"Nach der Stille" im Kino:"Es war, als würde ich ein Buch schließen"

Mit übermenschlicher Kraft zu einem Neuanfang: Eine israelische Witwe trifft die Eltern des palästinensischen Selbstmordattentäters, der ihren Mann tötete. Doch anstatt auf Rache ist sie auf etwas anderes aus. Die Regisseurinnen Stephanie Bürger und Jule Ott schaffen ein Film über Trauer und Versöhnung.

Karin Steinberger

Sie sitzt schon fast, zieht den Stuhl dann doch noch eine Winzigkeit nach links, setzt sich hin, steht wieder auf, schaut zum Eingang, setzt sich auf einen anderen Stuhl, an einen anderen Tisch, dreht und ruckelt. Das alles macht sie ohne Tamtam, die meisten merken nichts davon. Dann endlich gibt sie Ruhe. Und lacht leise über ihre eigene Paranoia.

◆ **Gezeigte Einträge**:
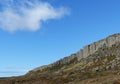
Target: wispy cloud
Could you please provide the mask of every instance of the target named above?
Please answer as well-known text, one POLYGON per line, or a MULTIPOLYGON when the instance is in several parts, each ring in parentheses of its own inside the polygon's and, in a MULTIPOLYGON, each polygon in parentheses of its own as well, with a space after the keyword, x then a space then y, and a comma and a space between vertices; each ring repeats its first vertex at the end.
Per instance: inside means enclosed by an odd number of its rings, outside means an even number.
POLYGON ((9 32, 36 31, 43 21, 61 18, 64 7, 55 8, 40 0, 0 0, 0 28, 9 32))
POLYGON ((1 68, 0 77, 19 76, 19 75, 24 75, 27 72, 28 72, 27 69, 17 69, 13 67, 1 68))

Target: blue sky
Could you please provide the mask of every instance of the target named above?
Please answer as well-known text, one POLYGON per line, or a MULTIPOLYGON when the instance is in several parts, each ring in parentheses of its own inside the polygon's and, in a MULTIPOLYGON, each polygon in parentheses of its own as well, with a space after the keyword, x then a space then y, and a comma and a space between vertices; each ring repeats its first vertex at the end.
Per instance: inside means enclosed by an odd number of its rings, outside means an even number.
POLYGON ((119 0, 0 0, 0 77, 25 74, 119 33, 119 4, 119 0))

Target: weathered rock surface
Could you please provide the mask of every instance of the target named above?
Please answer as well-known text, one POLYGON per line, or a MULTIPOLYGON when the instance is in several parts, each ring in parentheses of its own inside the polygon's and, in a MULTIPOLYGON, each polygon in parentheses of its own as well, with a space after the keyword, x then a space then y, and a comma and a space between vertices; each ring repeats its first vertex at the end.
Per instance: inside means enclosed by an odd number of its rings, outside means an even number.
* * *
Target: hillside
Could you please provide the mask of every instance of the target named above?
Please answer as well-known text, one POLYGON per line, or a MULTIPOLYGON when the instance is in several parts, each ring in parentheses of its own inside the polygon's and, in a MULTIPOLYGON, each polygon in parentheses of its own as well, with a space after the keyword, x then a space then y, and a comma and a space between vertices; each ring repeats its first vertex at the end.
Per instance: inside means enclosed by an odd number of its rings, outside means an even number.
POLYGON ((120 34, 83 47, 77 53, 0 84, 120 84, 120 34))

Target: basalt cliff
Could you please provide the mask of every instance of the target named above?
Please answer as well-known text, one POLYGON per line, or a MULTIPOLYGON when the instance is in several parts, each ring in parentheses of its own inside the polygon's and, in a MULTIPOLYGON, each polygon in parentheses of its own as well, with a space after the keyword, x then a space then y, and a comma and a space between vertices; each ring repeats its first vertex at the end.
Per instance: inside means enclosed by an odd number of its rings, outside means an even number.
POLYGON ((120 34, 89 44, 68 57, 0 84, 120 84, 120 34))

◆ **Aufgaben**:
**1.** Wen trifft laut dem Artikel über „Nach der Stille“ die israelische Witwe?
**2.** Aktualisiere im Artikel über „Nach der Stille“ das Stück von „Mit übermenschlicher Kraft“ bis „Trauer und Versöhnung.“, und setze dabei „Frau“ an die Stelle von „Witwe“.
Die Einträge kommen aus einer anderen Quelle.

◆ **Lösungen**:
**1.** Die Eltern des palästinensischen Selbstmordattentäters, der ihren Mann tötete.

**2.**
Mit übermenschlicher Kraft zu einem Neuanfang: Eine israelische Frau trifft die Eltern des palästinensischen Selbstmordattentäters, der ihren Mann tötete. Doch anstatt auf Rache ist sie auf etwas anderes aus. Die Regisseurinnen Stephanie Bürger und Jule Ott schaffen ein Film über Trauer und Versöhnung.